[START]
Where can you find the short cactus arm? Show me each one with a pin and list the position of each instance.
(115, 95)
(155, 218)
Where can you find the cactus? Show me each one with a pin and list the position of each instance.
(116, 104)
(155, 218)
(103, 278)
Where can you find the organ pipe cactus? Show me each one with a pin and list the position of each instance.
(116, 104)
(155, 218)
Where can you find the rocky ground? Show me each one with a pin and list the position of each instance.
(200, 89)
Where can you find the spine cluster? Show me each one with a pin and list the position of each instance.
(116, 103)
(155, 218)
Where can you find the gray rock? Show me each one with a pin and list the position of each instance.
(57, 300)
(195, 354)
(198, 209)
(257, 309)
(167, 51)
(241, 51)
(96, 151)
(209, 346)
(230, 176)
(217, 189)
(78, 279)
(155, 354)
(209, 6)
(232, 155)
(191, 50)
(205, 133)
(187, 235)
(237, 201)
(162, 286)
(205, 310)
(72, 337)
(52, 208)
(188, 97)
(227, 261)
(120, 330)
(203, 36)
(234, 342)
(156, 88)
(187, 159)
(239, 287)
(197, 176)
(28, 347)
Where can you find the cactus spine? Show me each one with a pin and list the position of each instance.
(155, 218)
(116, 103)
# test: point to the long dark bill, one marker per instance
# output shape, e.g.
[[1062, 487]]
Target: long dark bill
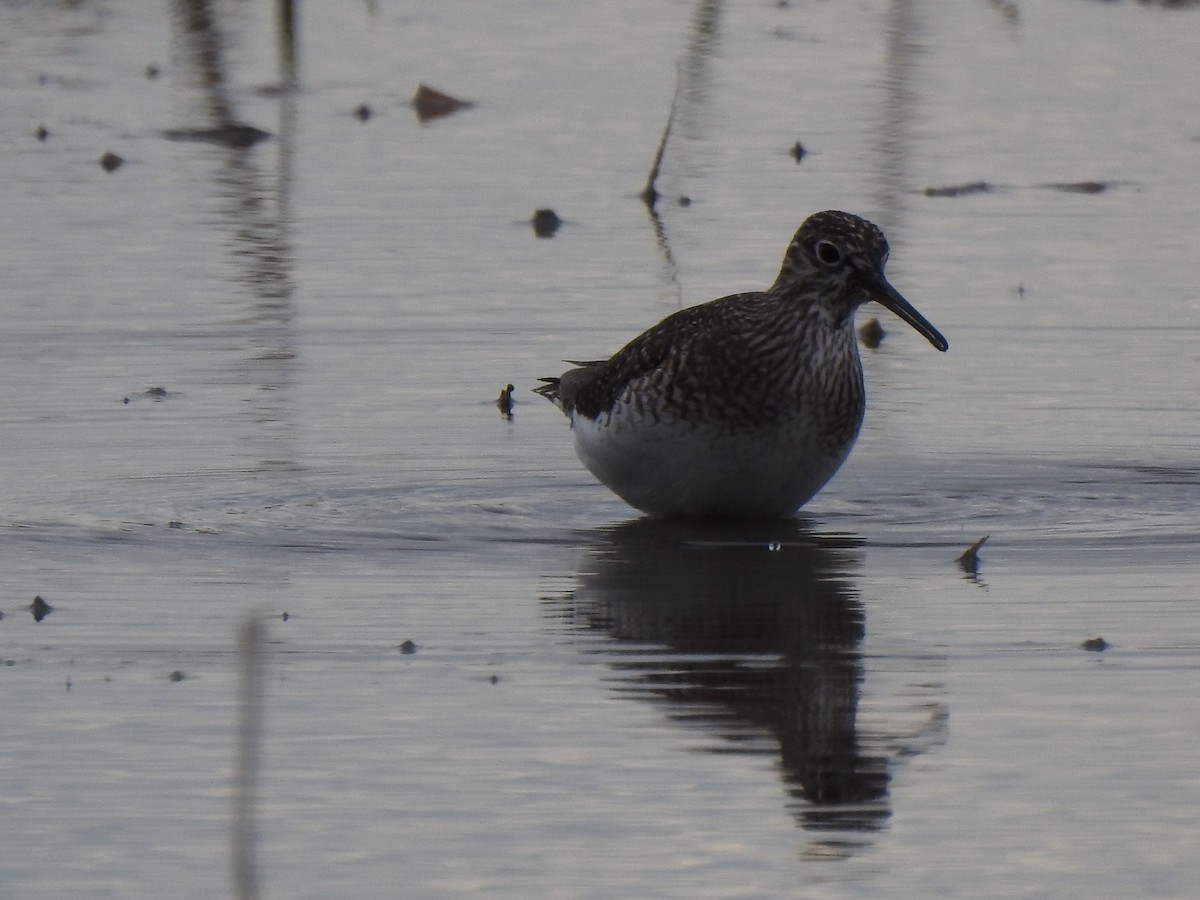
[[887, 295]]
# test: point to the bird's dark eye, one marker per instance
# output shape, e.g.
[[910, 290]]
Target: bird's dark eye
[[828, 252]]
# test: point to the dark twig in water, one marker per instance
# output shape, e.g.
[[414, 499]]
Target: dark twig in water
[[969, 561], [504, 402], [649, 193]]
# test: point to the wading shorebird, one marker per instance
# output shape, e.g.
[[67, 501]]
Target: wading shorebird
[[747, 406]]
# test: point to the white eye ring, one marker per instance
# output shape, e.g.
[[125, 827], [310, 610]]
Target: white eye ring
[[827, 252]]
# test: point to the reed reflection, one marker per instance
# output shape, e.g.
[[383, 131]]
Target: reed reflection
[[760, 629], [253, 209]]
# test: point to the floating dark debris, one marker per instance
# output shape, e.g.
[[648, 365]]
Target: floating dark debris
[[40, 609], [111, 161], [504, 402], [969, 561], [960, 190], [234, 135], [431, 103], [1079, 186], [871, 334], [155, 394], [545, 222]]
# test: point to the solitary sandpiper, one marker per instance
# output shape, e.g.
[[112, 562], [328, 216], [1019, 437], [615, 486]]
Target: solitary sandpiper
[[745, 406]]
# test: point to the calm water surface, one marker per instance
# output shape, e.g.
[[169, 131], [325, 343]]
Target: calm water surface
[[259, 381]]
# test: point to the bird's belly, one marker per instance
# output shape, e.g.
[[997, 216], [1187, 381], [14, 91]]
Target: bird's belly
[[696, 469]]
[END]
(What you should do): Reproduce all of the material above with every "instance" swapped for "occurrence" and nothing else altered. Leave the pictures out.

(Solved problem):
Where can you find the short cactus arm? Show me each one with a pin and list the position of each occurrence.
(115, 95)
(155, 218)
Where can you find the cactus? Show me each one with a pin and list the position of each occurrence.
(116, 104)
(155, 218)
(103, 278)
Where can you find the organ pipe cactus? Show me each one with a pin and list the position of each occurrence.
(116, 104)
(155, 218)
Where can you find the rocky ground? Show me each one with a pin and list the position of each occurrence.
(200, 89)
Where can you find the spine cluster? Show me each one with a pin and list the position of each occurrence.
(116, 103)
(155, 218)
Where can you find the gray rock? Show me each one with a pin and list the position of each occurrence.
(57, 300)
(195, 354)
(198, 209)
(257, 309)
(167, 51)
(241, 51)
(96, 151)
(209, 346)
(230, 176)
(217, 189)
(78, 279)
(155, 354)
(209, 6)
(232, 155)
(191, 50)
(205, 133)
(187, 235)
(237, 201)
(162, 286)
(205, 310)
(72, 337)
(52, 208)
(188, 97)
(227, 261)
(120, 330)
(203, 36)
(234, 342)
(156, 88)
(187, 159)
(239, 287)
(197, 176)
(28, 347)
Where can you find the cactus spine? Show me each one with a pin and list the position of each occurrence.
(155, 218)
(116, 103)
# test: point to the long dark bill, one marker per occurrence
# output shape, e.g.
[[1062, 487]]
Target: long dark bill
[[887, 295]]
# test: point to the bird's dark eye, one marker per occurrence
# output shape, e.g.
[[910, 290]]
Target: bird's dark eye
[[828, 252]]
# test: point to the dark twig in water, one marker per occurrence
# output shape, e.g.
[[414, 499]]
Target: dark twig in water
[[969, 561], [504, 402], [649, 193]]
# test: point to the wading shorebird, one marker per occurrence
# output shape, e.g.
[[67, 501]]
Target: wading shorebird
[[747, 406]]
# test: point to the white eye ring, one marker per occurrence
# output shape, e.g.
[[125, 827], [310, 610]]
Target: white eye ring
[[827, 252]]
# test: point to the reed reflection, one marker per occurrence
# output shape, e.g.
[[383, 131]]
Target: reed reflection
[[760, 629], [253, 209]]
# test: point to the floating dark debris, one marker per occurrence
# output shape, e.g.
[[648, 365]]
Target: floating dark debris
[[40, 609], [111, 161], [504, 402], [969, 561], [960, 190], [234, 135], [431, 103], [1079, 186], [871, 334], [155, 394], [545, 222]]
# test: point to the solitary sandpiper, one marker per occurrence
# output shape, e.g.
[[112, 562], [328, 216], [1019, 437], [615, 486]]
Target: solitary sandpiper
[[745, 406]]
# test: point to the calm water surface, one marker per occurrence
# output shape, e.g.
[[169, 131], [325, 343]]
Target: calm water surface
[[259, 381]]
# test: point to the bird's belly, one marker per occurrence
# output shape, e.g.
[[997, 216], [1187, 381], [14, 91]]
Target: bird's belly
[[696, 469]]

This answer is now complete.